**SUPPLIED DATA:**
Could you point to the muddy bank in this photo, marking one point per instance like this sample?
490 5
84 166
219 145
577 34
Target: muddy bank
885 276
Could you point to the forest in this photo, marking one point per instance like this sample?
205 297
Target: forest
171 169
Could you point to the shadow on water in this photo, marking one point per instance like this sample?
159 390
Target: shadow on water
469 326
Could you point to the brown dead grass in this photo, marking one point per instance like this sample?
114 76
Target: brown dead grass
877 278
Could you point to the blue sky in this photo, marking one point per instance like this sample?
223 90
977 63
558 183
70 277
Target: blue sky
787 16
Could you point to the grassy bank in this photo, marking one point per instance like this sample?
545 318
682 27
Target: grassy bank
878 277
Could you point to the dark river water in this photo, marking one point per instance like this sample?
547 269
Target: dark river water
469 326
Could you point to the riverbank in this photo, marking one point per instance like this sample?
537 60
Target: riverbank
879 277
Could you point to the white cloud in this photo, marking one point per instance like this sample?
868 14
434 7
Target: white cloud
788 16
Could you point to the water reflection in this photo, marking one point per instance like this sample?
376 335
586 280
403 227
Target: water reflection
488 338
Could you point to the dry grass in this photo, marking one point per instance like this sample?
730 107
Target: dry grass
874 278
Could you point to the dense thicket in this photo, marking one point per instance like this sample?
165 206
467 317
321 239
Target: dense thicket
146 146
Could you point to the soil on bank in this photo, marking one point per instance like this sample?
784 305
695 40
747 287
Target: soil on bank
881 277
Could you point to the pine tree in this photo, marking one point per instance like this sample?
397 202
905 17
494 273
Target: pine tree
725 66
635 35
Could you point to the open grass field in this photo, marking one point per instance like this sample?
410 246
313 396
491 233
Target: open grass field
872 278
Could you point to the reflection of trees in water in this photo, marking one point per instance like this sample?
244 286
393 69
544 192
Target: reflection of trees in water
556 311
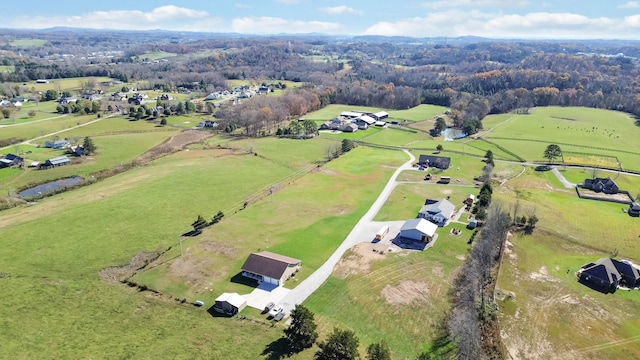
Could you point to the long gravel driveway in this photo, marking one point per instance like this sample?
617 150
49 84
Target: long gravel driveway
362 232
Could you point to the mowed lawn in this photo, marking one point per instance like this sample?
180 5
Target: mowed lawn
400 298
106 223
313 219
575 129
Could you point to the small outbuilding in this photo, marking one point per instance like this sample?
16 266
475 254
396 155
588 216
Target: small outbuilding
270 268
634 209
419 230
230 304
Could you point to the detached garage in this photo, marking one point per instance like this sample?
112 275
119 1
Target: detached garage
230 303
419 230
270 268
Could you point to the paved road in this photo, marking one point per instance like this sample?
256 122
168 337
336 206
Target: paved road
28 142
563 180
364 231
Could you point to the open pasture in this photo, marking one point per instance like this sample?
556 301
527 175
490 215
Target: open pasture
323 218
595 131
400 298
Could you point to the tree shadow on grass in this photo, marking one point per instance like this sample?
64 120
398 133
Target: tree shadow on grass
277 350
239 279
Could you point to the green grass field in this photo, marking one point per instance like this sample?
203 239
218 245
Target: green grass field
56 305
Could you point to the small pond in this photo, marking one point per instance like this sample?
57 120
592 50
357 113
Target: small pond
50 186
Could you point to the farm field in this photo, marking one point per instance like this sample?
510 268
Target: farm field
593 131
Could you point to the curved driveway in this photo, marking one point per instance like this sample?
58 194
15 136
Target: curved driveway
363 231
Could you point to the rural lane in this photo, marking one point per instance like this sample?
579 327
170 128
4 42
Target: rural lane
361 232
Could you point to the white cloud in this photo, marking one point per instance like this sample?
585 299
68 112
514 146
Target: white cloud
168 17
630 5
498 25
271 25
447 4
342 9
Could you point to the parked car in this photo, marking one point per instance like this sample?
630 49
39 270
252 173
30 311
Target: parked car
275 311
279 316
268 307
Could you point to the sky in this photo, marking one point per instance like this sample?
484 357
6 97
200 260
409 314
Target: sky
521 19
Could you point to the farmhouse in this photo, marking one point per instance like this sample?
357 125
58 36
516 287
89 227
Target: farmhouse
380 115
437 212
76 150
270 268
440 162
57 144
13 159
634 209
54 162
229 303
606 274
351 114
605 185
418 230
601 276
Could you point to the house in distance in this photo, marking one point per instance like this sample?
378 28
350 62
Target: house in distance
439 162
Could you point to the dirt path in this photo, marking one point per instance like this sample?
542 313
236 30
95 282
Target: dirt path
361 232
28 142
563 180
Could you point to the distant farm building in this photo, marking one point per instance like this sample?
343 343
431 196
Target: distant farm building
606 274
418 230
440 162
438 212
634 209
270 268
57 144
55 162
604 185
382 115
11 160
229 304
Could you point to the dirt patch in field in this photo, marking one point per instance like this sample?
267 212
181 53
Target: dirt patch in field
406 293
219 248
357 259
119 273
191 269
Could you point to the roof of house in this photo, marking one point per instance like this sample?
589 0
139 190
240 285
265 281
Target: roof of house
602 269
442 206
368 119
234 299
424 226
58 160
441 162
13 157
606 182
350 113
268 264
625 268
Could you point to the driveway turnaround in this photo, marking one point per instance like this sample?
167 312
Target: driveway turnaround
364 231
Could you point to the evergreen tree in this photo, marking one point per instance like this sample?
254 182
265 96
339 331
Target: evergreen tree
302 332
341 345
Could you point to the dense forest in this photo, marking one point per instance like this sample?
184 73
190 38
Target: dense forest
472 76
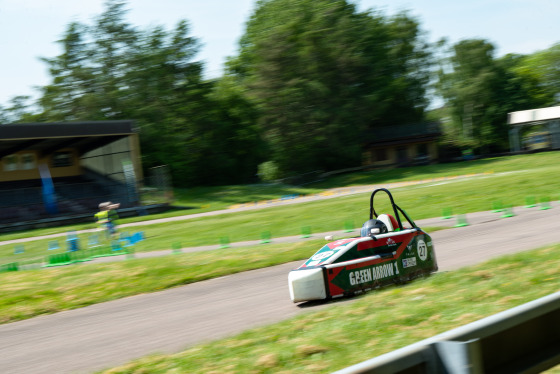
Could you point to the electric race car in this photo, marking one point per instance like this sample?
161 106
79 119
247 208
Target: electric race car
386 252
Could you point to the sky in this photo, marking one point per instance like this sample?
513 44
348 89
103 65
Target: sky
29 29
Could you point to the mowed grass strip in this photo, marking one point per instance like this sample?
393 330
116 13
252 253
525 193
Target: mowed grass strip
26 294
378 322
536 177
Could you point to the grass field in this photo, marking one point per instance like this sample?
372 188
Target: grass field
292 346
378 322
26 294
511 181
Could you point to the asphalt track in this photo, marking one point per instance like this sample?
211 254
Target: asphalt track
113 333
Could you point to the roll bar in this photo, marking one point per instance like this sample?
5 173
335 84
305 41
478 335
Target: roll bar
396 209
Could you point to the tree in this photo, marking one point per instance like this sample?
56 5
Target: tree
322 74
111 70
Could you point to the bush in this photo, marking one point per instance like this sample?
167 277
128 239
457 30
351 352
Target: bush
268 171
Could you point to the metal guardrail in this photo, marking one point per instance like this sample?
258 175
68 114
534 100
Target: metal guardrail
524 339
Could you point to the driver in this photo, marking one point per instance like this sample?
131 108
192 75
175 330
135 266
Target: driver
373 227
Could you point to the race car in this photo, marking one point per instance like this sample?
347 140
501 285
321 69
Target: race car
386 252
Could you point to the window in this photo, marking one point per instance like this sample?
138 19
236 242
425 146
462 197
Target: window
62 159
28 161
10 163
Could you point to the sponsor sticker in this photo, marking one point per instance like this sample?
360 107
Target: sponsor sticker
422 250
409 262
322 255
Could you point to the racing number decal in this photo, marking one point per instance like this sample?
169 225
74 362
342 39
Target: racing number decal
422 250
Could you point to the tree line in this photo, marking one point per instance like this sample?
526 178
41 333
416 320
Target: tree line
311 81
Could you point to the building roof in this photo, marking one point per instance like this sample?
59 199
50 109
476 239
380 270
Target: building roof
50 137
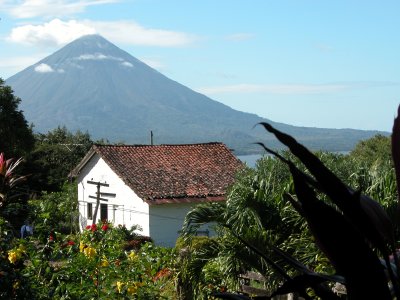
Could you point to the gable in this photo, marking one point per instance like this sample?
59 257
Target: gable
172 173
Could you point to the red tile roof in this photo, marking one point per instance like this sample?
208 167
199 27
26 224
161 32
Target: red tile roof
173 173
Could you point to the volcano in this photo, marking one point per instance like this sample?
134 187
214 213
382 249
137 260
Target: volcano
92 85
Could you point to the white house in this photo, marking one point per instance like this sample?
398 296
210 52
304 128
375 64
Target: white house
152 186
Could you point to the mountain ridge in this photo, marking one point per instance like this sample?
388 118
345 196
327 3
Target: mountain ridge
92 85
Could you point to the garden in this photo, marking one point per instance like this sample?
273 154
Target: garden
305 222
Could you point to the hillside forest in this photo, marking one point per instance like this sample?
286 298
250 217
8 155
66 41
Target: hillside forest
284 219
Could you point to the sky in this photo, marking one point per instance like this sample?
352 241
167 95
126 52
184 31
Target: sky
314 63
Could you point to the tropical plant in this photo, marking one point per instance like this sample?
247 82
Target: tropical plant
16 135
353 231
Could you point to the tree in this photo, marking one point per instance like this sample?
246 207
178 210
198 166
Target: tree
55 155
260 227
376 150
16 136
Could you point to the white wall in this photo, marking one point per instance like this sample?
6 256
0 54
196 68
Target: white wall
161 222
125 209
166 221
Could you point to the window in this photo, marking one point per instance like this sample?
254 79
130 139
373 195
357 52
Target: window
90 211
103 212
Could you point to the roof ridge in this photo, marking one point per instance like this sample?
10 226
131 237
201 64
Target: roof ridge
159 145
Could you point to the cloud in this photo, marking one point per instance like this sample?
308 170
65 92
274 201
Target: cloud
238 37
51 34
291 88
129 32
48 8
152 62
14 64
97 56
127 64
58 33
44 68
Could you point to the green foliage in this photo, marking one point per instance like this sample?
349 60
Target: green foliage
89 265
16 136
263 226
55 212
55 155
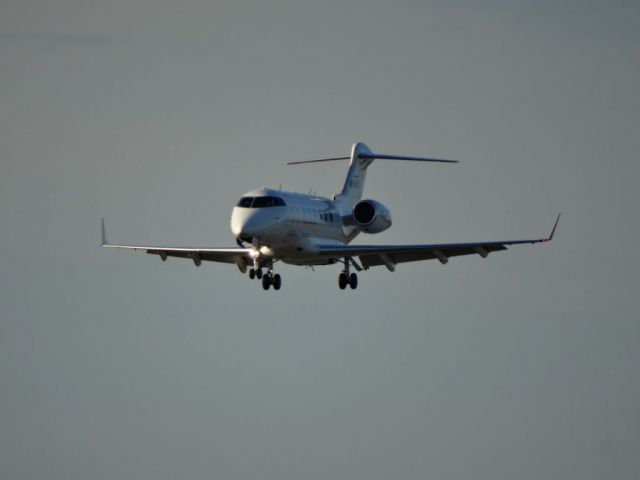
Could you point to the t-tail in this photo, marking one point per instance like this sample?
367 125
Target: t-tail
360 159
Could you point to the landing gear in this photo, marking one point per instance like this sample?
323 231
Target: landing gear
345 278
270 279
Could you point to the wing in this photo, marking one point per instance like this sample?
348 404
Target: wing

**TASK INSTRUCTIONS:** Output the line that contains "Could you point to the white wall" and every subsequent line through the end of the entries, exactly as given, without pictures.

**RESPONSE TO THIS EXERCISE:**
Could you point to the white wall in this photo, marking one point per instance like this sample?
6 256
0 54
196 68
Target: white wall
161 222
125 209
166 221
Could you point to the window in this photo, marking one point per instance like this sample?
254 79
130 139
373 195
357 52
Target: window
90 211
103 212
Could you point to the roof ridge in this photo, marking one point per instance like this sample?
10 226
131 237
201 64
Target: roof ridge
159 145
Could you point to the cloud in this photo, marking one point per instance like this sample?
308 170
65 92
274 201
Target: cloud
238 37
51 34
291 88
129 32
48 8
152 62
14 64
97 56
127 64
58 33
44 68
Could you point to the green foliage in this photo, marking one point per instance like this sample?
349 60
Target: green foliage
89 265
16 136
263 226
55 212
55 155
Could you point to the t-tail in this photo, marking one point per instance like this sample?
367 125
Target: t-tail
360 159
Could you point to the landing gear in this photo, marking one point per instance like this sample?
323 231
Target: landing gear
345 278
270 279
Could you point to the wing in this photo, marking one point per instance like this sample?
348 404
Target: wing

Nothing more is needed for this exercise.